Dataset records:

= Beginning of Section =

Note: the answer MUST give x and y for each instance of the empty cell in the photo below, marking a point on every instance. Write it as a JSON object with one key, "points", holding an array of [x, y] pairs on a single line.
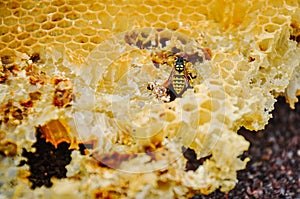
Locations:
{"points": [[10, 21], [88, 31], [65, 9], [58, 2], [41, 19], [63, 38], [56, 32], [64, 24], [26, 19], [23, 36], [29, 41], [19, 12], [73, 15], [7, 38], [48, 26], [32, 27], [49, 10], [12, 5], [81, 39], [4, 12], [57, 17], [96, 7]]}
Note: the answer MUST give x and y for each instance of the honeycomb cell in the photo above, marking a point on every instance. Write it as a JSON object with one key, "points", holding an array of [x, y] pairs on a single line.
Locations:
{"points": [[32, 27], [89, 31], [56, 32], [26, 20], [49, 10], [23, 36], [14, 44], [64, 24], [165, 18], [39, 33], [80, 8], [73, 15], [63, 39], [12, 5], [10, 21], [151, 17], [89, 16], [57, 17], [4, 12], [81, 39], [48, 26], [105, 19], [72, 31], [29, 41], [65, 9], [112, 10], [19, 12], [96, 7], [8, 38], [3, 30], [271, 28], [28, 5], [41, 19], [57, 3], [158, 10]]}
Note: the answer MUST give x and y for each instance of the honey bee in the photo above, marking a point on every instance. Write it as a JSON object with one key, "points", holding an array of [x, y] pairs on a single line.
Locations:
{"points": [[179, 80]]}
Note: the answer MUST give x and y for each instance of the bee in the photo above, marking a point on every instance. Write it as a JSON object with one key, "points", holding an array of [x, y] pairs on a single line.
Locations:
{"points": [[179, 79], [178, 82]]}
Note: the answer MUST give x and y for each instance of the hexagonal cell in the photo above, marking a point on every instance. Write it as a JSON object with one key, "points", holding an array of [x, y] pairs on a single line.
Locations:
{"points": [[48, 26], [89, 16], [128, 9], [81, 23], [46, 40], [112, 10], [81, 39], [63, 39], [39, 34], [65, 9], [3, 30], [41, 18], [271, 27], [88, 31], [29, 41], [73, 15], [26, 20], [7, 38], [14, 44], [4, 12], [64, 24], [32, 27], [58, 3], [166, 18], [105, 19], [151, 17], [72, 31], [57, 17], [23, 35], [49, 10], [158, 9], [56, 32], [80, 8], [12, 5], [19, 12], [96, 7], [10, 21], [28, 5]]}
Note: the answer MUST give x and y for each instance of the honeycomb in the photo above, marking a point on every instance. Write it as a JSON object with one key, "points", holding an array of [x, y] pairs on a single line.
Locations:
{"points": [[79, 70]]}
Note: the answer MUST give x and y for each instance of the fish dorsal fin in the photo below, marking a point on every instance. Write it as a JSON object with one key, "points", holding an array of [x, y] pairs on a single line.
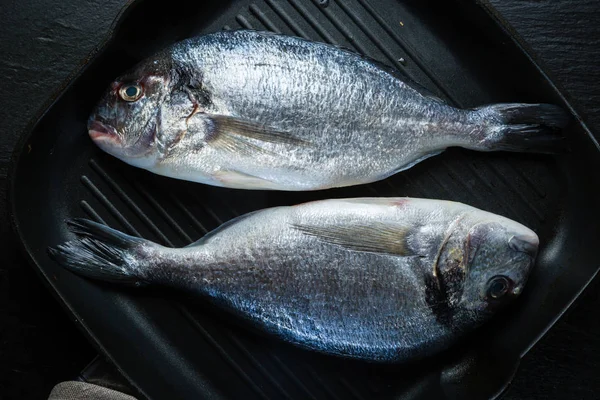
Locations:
{"points": [[373, 238], [246, 137]]}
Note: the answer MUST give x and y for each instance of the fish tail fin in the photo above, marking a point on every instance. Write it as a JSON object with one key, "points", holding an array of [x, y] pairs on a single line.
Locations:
{"points": [[534, 128], [102, 253]]}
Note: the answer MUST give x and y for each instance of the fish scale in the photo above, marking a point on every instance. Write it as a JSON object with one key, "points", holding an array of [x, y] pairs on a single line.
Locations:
{"points": [[259, 110], [431, 271]]}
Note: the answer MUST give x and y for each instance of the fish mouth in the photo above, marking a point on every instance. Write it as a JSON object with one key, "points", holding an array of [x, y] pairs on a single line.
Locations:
{"points": [[100, 132]]}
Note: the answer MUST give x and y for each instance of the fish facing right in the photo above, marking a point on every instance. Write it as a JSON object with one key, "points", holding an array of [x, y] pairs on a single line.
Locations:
{"points": [[377, 279], [256, 110]]}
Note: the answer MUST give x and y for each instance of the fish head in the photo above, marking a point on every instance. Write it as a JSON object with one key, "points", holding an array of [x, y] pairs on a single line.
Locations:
{"points": [[498, 256], [126, 121]]}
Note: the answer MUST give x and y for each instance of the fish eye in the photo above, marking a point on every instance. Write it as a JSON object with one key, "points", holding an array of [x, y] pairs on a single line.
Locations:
{"points": [[131, 92], [498, 287]]}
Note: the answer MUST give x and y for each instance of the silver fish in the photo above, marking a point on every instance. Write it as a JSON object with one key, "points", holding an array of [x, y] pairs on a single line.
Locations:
{"points": [[378, 279], [255, 110]]}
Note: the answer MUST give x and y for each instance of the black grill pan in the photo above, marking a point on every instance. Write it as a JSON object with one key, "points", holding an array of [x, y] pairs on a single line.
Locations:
{"points": [[170, 347]]}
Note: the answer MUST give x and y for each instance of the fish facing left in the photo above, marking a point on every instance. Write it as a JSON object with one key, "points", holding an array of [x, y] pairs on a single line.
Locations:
{"points": [[255, 110], [377, 279]]}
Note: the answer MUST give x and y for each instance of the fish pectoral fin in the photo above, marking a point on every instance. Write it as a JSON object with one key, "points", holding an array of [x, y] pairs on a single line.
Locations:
{"points": [[374, 238], [240, 180], [247, 137]]}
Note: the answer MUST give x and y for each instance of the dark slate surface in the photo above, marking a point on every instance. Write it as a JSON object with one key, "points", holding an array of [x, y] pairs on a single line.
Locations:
{"points": [[42, 41]]}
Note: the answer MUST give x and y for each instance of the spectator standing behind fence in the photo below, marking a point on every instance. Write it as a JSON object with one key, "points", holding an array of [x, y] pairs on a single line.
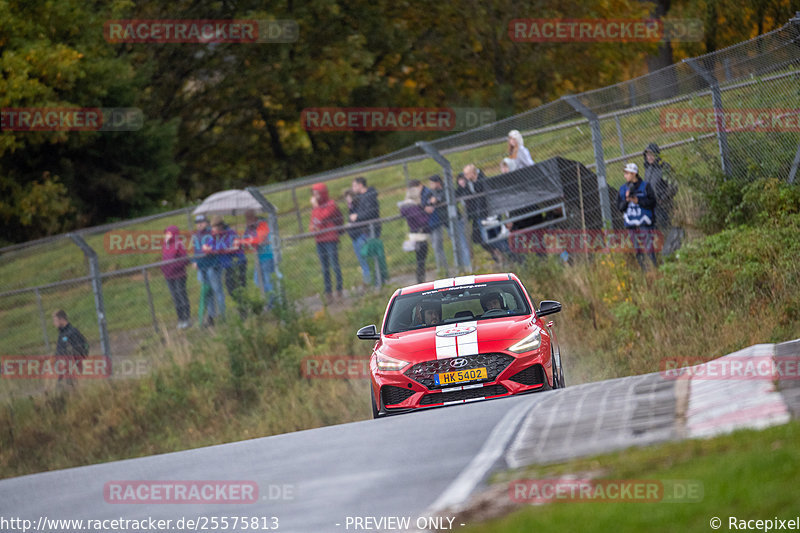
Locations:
{"points": [[660, 176], [472, 187], [212, 296], [71, 344], [256, 235], [418, 229], [233, 261], [637, 201], [175, 274], [355, 236], [517, 152], [368, 245], [325, 214], [432, 201]]}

= End of Section =

WHAT YOU NEED TO DO:
Nothing is wanted except the number of lines in the entries above that include the word "honeycomb".

PROBLEM SOLUTION:
2